## Task to complete:
Go through the records and give each one again exactly.

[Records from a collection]
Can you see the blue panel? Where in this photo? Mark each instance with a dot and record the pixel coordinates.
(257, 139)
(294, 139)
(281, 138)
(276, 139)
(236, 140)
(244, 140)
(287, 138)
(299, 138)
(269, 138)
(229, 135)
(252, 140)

## Exercise answer:
Can you see the blue panel? Where in this photo? Mark each instance with a dot and record the pixel coordinates.
(257, 139)
(294, 139)
(281, 138)
(276, 139)
(236, 140)
(244, 140)
(287, 138)
(299, 138)
(269, 138)
(229, 135)
(252, 140)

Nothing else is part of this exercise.